# TASK INPUT
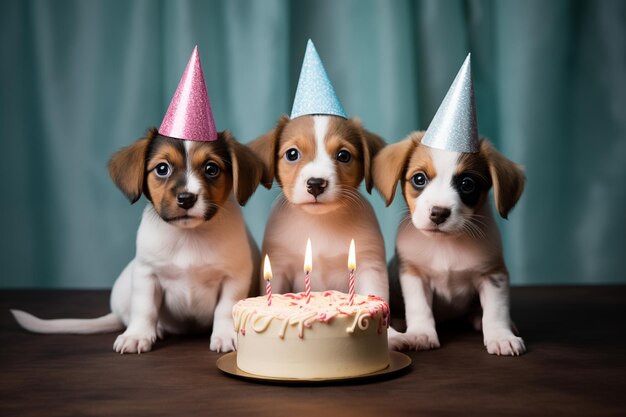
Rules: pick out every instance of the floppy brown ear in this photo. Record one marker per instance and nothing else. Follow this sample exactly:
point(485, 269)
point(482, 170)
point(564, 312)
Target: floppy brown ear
point(265, 148)
point(507, 177)
point(127, 166)
point(390, 163)
point(371, 144)
point(247, 168)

# DIRECTIVE
Write out the records again with "floppy brown ear" changed to "drooping brown ear" everywhere and everything else left as it is. Omit the pictures.

# WORKED ANSWER
Rules: pick out every instance of the drooping brown ear in this photo. Record one marker per instance and nothing else. Follow this sample exactly:
point(485, 269)
point(482, 170)
point(564, 312)
Target: drooping brown ear
point(265, 148)
point(507, 177)
point(127, 166)
point(390, 163)
point(371, 144)
point(247, 168)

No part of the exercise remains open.